## YOUR OBJECTIVE
Collect every line from the rows below that contains the word "outstretched", and copy each such line in full.

## PROVIDED DATA
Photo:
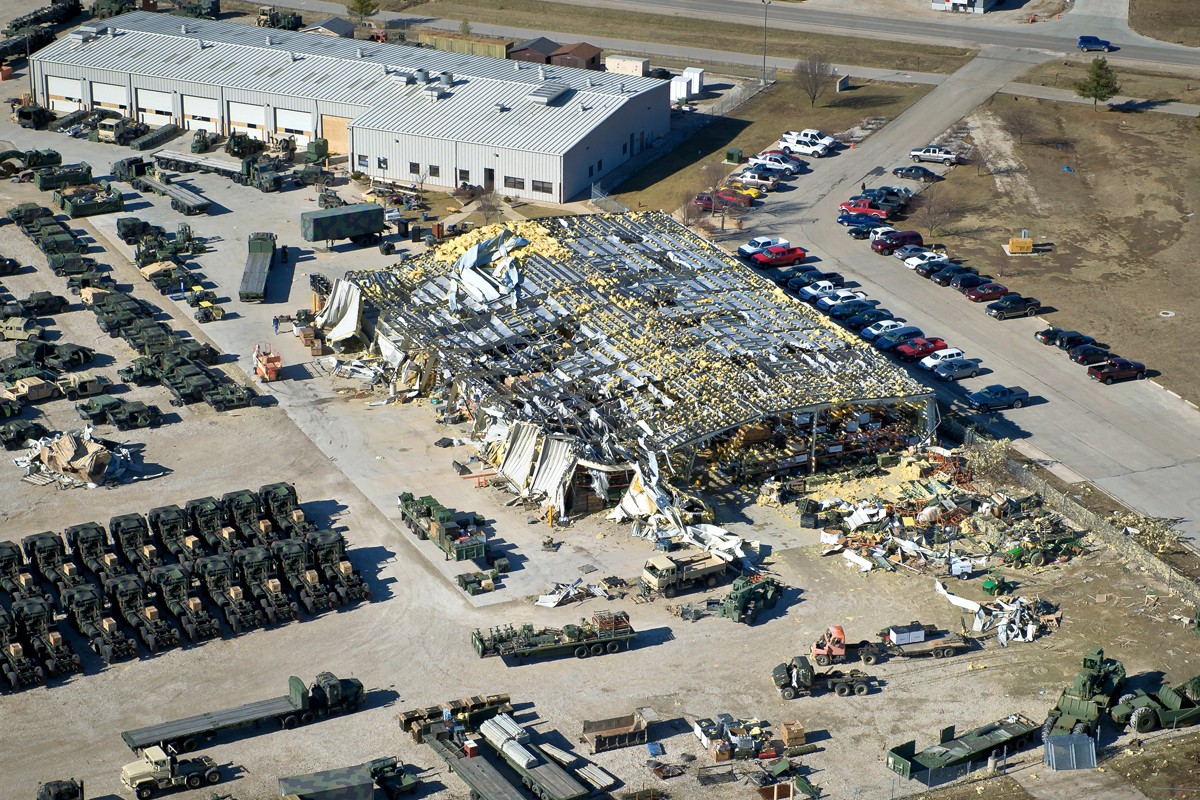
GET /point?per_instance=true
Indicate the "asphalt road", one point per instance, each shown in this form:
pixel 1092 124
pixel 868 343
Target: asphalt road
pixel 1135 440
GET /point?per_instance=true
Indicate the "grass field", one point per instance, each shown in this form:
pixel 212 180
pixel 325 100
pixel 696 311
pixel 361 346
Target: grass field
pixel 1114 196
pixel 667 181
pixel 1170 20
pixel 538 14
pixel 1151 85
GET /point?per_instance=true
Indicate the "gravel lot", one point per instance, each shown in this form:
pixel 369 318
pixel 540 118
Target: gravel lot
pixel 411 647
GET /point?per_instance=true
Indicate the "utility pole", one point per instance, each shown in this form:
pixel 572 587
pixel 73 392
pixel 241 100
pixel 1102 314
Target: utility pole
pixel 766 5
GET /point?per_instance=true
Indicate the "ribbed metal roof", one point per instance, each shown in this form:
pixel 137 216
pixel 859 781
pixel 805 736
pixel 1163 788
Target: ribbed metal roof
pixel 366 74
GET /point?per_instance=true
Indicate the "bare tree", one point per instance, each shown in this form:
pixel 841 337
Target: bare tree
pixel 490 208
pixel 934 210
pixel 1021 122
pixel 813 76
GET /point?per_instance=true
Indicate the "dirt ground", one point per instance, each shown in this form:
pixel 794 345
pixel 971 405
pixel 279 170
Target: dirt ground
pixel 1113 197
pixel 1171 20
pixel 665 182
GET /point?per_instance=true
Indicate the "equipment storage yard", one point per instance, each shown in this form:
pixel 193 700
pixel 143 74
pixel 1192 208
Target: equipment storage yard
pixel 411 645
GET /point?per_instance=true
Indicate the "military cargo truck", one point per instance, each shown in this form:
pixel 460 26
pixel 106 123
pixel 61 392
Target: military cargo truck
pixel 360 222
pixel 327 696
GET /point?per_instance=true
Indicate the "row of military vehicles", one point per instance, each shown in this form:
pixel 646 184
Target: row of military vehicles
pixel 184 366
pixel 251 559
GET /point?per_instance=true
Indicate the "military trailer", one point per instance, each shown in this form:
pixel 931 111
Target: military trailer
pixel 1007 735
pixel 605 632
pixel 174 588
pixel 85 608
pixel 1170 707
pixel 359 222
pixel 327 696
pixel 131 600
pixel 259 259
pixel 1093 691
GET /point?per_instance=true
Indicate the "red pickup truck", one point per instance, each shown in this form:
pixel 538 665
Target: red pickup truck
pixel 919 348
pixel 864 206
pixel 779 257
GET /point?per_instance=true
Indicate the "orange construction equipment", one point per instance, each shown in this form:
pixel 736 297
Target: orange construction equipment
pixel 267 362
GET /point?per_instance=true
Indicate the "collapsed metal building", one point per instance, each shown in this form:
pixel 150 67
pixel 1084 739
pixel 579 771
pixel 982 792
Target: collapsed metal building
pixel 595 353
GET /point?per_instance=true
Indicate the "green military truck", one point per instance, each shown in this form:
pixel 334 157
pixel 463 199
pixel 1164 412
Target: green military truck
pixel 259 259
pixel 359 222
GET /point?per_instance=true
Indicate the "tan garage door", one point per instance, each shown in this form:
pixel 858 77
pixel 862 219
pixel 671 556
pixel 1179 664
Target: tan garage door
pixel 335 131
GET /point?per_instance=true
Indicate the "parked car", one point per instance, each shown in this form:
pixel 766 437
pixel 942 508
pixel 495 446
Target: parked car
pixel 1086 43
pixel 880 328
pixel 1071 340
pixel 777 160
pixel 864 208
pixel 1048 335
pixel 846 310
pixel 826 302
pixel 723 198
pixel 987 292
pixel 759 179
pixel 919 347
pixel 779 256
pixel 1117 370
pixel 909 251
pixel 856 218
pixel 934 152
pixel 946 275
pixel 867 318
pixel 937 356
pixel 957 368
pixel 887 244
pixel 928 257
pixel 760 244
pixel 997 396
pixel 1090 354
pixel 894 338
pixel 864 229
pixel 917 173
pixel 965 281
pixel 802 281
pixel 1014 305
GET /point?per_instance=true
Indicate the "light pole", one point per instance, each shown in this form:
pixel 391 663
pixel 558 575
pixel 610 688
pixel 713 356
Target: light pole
---
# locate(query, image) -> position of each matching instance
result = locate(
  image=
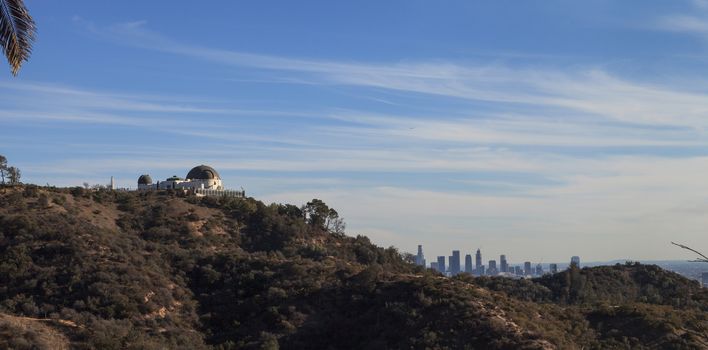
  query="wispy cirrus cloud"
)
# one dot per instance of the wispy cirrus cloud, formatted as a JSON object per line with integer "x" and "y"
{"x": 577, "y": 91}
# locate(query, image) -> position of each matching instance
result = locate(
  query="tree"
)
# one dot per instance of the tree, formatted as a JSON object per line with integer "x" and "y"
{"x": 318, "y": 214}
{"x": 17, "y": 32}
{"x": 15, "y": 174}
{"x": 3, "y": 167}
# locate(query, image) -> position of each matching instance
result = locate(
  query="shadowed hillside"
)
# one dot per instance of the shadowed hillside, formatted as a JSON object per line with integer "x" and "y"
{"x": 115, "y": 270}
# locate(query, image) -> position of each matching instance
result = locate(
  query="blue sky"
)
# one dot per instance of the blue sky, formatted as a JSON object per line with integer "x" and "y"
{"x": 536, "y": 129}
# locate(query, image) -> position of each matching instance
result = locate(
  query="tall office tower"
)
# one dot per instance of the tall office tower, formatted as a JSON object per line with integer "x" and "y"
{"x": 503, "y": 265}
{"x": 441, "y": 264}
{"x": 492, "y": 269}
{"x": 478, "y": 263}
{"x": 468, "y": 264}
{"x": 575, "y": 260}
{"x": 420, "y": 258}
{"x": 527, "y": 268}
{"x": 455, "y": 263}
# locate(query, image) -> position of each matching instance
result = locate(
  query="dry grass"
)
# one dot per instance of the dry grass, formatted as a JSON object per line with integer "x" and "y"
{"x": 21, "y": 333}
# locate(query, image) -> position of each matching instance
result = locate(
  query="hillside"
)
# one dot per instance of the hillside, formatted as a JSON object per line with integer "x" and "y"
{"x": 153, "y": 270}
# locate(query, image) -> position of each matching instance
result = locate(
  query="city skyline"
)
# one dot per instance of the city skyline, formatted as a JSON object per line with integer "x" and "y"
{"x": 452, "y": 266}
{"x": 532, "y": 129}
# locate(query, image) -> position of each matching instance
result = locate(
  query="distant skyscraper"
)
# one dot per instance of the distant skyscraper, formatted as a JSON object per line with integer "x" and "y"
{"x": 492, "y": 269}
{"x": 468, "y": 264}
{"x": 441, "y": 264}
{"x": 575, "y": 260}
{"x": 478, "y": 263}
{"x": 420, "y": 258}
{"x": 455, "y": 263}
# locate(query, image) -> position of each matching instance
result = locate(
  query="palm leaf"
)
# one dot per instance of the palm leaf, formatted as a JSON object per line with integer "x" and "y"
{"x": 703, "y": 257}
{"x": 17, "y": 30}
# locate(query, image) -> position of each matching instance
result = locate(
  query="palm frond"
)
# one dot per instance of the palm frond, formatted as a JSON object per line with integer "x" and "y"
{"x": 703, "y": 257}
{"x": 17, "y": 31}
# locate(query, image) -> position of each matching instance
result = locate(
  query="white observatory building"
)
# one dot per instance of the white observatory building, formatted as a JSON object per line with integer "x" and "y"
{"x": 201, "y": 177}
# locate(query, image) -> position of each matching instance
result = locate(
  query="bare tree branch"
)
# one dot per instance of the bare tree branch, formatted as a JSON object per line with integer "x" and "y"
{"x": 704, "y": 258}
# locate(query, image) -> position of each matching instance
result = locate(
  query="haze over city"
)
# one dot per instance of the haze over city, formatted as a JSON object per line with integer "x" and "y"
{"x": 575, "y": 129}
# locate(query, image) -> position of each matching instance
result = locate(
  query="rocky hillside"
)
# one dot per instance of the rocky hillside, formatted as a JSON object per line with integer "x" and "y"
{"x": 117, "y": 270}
==
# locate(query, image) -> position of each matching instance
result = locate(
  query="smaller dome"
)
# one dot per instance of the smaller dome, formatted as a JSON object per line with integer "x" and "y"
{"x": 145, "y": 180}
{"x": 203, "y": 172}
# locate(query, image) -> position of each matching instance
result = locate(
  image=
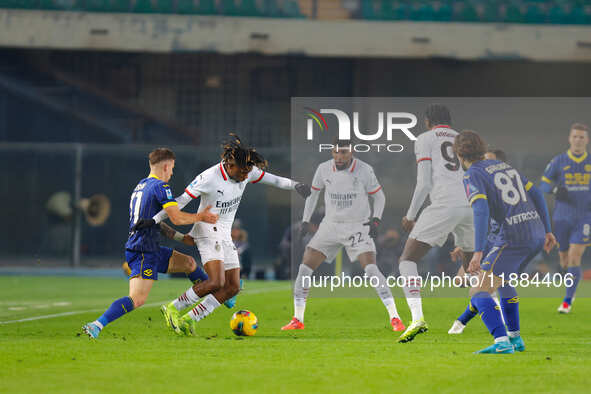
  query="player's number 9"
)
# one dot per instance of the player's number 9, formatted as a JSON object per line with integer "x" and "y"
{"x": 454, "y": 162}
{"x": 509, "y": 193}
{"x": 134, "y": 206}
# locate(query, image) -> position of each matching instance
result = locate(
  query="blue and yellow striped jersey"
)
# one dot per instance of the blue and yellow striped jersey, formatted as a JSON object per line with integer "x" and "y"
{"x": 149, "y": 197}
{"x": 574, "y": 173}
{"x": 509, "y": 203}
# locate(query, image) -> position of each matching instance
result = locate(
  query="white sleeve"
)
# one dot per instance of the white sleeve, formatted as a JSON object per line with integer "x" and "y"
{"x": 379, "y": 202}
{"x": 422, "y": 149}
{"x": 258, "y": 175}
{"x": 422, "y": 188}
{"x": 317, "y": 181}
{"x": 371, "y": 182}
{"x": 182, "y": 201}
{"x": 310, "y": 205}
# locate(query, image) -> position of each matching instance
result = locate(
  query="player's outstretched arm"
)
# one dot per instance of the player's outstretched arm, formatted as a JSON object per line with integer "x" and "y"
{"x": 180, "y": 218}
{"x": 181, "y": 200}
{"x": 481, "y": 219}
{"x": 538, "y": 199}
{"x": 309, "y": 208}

## RESPONSE TO THE TASK
  query="player's outstretched arm"
# one dot per instance of the player's outstretched arm, formatted as a JSON object per line with integer "x" and "y"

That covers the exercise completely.